If Congress fails to pass that bill, the Biden administration could still strengthen scientific integrity and undo many of the Trump administration’s executive orders that undermine the science-based decision-making process. For example, President Trump issued an executive order requiring each federal agency to arbitrarily cut the number of its advisory committees by at least a third and placed a limit of 350 committees across the government. President Biden should rescind that executive order on Day One and start the process of rebuilding federal science advisory infrastructure.

The White House Office of Science and Technology Policy also could tighten protections by updating its 2010 memo requiring federal agencies to develop and implement scientific integrity policies. The memo was a step in the right direction, but the Trump administration’s assault on science showed that it did not go far enough to protect scientists and their work from politics.

For example, not all federal agency’s scientific integrity policies include what is called a “differing scientific opinions” provision. This provision allows scientists to formally disagree with an agency policy if they have contributed substantially to the work underlying it.

One senior EPA scientist, Tom Sinks, recently relied on this provision to take issue with EPA Administrator Andrew Wheeler’s decision to implement a rule restricting science from informing agency policy when a study’s data are not made publicly available. This could disqualify the use of epidemiological studies that rely on confidential medical records to inform policy, for example. Sinks’ public dissent likely will be an important piece of evidence for future litigation to rescind the rule, which the EPA is expected to finalize before President Trump leaves office.

EN: You worked at the EPA during the Obama administration. What specifically should the Biden administration do to turn what has become “Every Polluter’s Ally” during the Trump administration back into the Environmental Protection Agency?

========

▶ _What you need to do_:
[A] In the passage on scientific integrity, what government-wide cap did President Trump's executive order set on advisory committees?
[B] Reproduce the passage on scientific integrity word for word, starting at "For example, not" and ending at "Trump leaves office.".
[C] Proceed with the passage on scientific integrity, picking up right after its final sentence.

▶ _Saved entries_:

========

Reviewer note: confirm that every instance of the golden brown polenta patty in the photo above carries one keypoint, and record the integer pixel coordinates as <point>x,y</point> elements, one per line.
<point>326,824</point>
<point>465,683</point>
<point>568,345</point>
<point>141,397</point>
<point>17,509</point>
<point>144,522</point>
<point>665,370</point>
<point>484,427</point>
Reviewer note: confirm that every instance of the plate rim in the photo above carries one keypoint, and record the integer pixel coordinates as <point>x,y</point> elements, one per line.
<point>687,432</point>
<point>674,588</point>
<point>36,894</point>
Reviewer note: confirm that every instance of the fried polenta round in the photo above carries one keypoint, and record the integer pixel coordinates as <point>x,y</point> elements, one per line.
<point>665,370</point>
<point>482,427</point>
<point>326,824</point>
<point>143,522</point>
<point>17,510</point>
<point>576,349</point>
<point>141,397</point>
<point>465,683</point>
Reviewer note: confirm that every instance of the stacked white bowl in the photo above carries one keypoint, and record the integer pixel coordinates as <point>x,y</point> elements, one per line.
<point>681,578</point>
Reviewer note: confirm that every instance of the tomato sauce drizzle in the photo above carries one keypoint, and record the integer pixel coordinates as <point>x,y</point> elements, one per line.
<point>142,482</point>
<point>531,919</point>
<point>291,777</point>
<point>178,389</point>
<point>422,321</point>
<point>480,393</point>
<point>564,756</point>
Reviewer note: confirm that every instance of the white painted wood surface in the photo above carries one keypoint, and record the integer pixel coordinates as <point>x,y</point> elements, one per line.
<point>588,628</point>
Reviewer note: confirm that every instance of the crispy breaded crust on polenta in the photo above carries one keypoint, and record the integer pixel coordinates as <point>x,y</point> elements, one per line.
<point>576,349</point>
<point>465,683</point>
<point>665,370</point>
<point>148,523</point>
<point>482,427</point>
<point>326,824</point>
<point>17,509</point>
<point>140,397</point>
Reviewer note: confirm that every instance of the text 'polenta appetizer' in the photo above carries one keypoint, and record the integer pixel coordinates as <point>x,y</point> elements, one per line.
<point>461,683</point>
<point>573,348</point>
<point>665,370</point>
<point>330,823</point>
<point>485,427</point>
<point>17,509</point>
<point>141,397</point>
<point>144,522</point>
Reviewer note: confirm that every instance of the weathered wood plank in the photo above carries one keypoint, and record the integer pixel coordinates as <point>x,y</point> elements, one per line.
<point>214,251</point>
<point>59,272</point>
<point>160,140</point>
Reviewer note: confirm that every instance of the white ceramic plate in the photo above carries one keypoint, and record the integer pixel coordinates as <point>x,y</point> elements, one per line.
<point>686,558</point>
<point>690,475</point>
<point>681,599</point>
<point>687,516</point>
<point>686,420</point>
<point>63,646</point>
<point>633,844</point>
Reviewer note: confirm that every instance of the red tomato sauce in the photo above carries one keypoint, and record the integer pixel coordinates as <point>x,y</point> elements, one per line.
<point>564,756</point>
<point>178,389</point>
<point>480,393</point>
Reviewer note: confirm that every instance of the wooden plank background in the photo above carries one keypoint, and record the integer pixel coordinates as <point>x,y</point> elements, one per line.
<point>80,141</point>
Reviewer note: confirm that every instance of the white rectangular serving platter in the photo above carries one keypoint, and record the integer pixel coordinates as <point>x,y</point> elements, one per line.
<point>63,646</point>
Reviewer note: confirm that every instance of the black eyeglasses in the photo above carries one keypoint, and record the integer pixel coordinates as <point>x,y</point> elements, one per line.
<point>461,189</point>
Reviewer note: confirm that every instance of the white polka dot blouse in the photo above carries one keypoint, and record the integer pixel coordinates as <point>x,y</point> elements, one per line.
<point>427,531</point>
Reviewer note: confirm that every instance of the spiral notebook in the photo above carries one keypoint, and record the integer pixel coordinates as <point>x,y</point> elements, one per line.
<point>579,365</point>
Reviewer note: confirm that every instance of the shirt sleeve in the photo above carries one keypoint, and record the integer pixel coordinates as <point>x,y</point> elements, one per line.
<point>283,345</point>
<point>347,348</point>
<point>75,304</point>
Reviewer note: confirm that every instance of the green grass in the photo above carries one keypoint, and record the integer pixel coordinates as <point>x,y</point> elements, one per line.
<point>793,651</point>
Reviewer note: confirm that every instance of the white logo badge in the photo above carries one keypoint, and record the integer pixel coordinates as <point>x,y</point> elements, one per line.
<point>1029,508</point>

========

▶ _Answers by item_:
[A] A limit of 350 committees across the government.

[B]
For example, not all federal agency’s scientific integrity policies include what is called a “differing scientific opinions” provision. This provision allows scientists to formally disagree with an agency policy if they have contributed substantially to the work underlying it.

One senior EPA scientist, Tom Sinks, recently relied on this provision to take issue with EPA Administrator Andrew Wheeler’s decision to implement a rule restricting science from informing agency policy when a study’s data are not made publicly available. This could disqualify the use of epidemiological studies that rely on confidential medical records to inform policy, for example. Sinks’ public dissent likely will be an important piece of evidence for future litigation to rescind the rule, which the EPA is expected to finalize before President Trump leaves office.

[C]
JC: First, the Biden administration has to ensure that that the agency has an adequate budget and staffing. The Trump administration targeted the agency as soon as it took office, which sent a number of staff members packing. In its first 18 months, the agency suffered a net loss of roughly 1,200 people—nearly 8 percent of its workforce—and close to half of them were scientists. The Trump administration also tried to cut its budget by a third and get rid of another 3,200 staffers. Right now, only 14,000 people work there, the lowest amount since 1987. Meanwhile, its fiscal year 2020 budget—$9 billion—is 26 percent less than it was 10 years ago in inflation-adjusted dollars.

Thanks to reforms instituted during the Obama administration, the EPA has a strong scientific integrity policy. Regardless, there were multiple cases when science-based decisions at the agency were politicized during the past four years. This was due in part to the scientific integrity officer’s low rank in the agency hierarchy. The officer’s job is to hold individuals accountable for violating the agency’s scientific integrity policy, which is difficult when violators rank higher in the hierarchy, which was often the case. Therefore, the agency needs to formalize a process that allows the scientific integrity officer to coordinate with the EPA inspector general’s office when senior officials, such as White House staff or EPA political appointees, violate scientific integrity policy. The EPA inspector general’s office has greater authority to hold individuals accountable for their misdeeds.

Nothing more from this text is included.